**Exercise requirements:**
1. Can you rewrite the paragraph beginning "The objective of this session" in the Large-Scale Scrum description more briefly while keeping its main facts?
2. Reproduce the part of the Large-Scale Scrum description starting with "Growing More Agile" and going on through "team Scrum implementation?", without any changes.

**Extract:**

• • • •

Growing More Agile with LeSS (Large-Scale Scrum)

• How do you take Agile beyond a single team to programs and product development efforts involving many teams?

• How do you scale-up Scrum whilst retaining the integrity of the Scrum framework?

• How can a Product Owner work effectively with up to 8 teams?- How can teams have high awareness of dependencies of related work that other teams are doing throughout a Sprint?

• What can you take from LeSS that will benefit your 2, 3 or 4 team Scrum implementation?

• What scaling patterns does LeSS include that have been used and proven in large Scrum implementations around the world for several years?

 

Let's explore answers to these questions and more. As we do so, we'll share stories about multi-team Scrum implementations both in Australia and Europe.

The objective of this session is to introduce you to Large-Scale Scrum (LeSS) - a scaling framework based on over 10 years of experience with large-scale and multi-site Agile implementations (particularly in Asia). For an example of what large-scale can mean in practice, LeSS Huge framework (for over 8 teams) is currently being used by a product development group of 2,500 working on a single product at 10+ sites around the world.

• • • •

**Data:**
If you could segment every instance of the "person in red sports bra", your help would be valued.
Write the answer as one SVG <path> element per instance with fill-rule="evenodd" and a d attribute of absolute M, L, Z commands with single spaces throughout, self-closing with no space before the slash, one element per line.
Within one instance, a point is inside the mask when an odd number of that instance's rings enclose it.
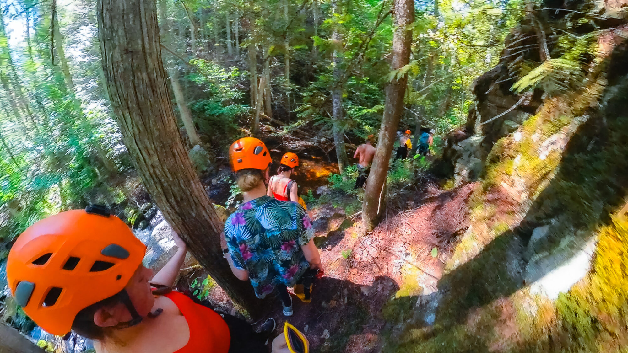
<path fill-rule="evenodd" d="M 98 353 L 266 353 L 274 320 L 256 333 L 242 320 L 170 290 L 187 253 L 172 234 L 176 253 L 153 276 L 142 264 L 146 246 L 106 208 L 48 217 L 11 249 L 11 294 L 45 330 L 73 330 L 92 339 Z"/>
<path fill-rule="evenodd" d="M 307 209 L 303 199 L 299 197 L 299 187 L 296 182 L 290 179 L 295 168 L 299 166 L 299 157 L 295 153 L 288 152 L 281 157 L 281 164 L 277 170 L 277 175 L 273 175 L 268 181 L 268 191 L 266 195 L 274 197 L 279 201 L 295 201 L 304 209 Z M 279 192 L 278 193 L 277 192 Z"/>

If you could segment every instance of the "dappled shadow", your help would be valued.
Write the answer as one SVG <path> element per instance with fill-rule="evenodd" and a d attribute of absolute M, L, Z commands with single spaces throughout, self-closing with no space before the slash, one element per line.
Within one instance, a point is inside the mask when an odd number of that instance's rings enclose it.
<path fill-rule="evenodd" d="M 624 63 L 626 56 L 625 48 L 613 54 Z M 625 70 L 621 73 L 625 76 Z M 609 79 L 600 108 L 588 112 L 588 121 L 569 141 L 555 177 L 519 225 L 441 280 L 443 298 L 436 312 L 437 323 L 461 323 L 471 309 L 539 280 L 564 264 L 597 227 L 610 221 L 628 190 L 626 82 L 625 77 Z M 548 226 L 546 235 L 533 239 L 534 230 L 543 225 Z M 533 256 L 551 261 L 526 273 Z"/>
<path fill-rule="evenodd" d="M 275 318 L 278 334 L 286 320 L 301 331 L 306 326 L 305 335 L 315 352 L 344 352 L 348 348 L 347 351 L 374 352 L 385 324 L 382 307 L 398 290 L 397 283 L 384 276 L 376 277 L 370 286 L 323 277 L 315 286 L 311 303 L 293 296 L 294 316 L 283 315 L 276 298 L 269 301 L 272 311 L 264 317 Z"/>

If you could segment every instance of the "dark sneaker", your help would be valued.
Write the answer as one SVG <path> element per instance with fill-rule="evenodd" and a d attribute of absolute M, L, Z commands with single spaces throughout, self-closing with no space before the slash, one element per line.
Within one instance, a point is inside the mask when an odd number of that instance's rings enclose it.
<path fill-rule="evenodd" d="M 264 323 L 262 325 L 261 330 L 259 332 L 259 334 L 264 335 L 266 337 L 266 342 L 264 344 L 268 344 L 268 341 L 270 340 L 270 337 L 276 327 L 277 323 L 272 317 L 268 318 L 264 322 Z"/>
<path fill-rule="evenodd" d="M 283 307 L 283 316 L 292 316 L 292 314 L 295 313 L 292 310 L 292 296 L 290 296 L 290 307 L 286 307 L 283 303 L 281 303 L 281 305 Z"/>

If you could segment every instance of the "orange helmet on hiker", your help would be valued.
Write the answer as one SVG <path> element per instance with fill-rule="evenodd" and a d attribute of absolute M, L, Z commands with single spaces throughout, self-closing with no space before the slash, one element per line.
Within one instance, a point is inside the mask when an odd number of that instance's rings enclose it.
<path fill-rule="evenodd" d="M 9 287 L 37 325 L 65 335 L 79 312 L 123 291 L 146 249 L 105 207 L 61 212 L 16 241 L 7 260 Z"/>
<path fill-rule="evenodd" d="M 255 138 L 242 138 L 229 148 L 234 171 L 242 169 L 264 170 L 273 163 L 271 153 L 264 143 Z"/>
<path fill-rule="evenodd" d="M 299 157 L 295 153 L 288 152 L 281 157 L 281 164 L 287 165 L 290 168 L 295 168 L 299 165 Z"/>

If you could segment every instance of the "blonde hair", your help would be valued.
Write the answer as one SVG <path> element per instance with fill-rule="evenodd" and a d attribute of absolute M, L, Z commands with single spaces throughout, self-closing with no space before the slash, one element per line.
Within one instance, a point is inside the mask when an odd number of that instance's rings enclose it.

• • • •

**Outputs:**
1. The session introduces Large-Scale Scrum (LeSS), a scaling framework built on more than 10 years of experience with large-scale and multi-site Agile implementations, particularly in Asia. For example, the LeSS Huge framework, for more than 8 teams, is currently used by a 2,500-person product development group working on a single product at 10+ sites around the world.

2.
Growing More Agile with LeSS (Large-Scale Scrum)

• How do you take Agile beyond a single team to programs and product development efforts involving many teams?

• How do you scale-up Scrum whilst retaining the integrity of the Scrum framework?

• How can a Product Owner work effectively with up to 8 teams?- How can teams have high awareness of dependencies of related work that other teams are doing throughout a Sprint?

• What can you take from LeSS that will benefit your 2, 3 or 4 team Scrum implementation?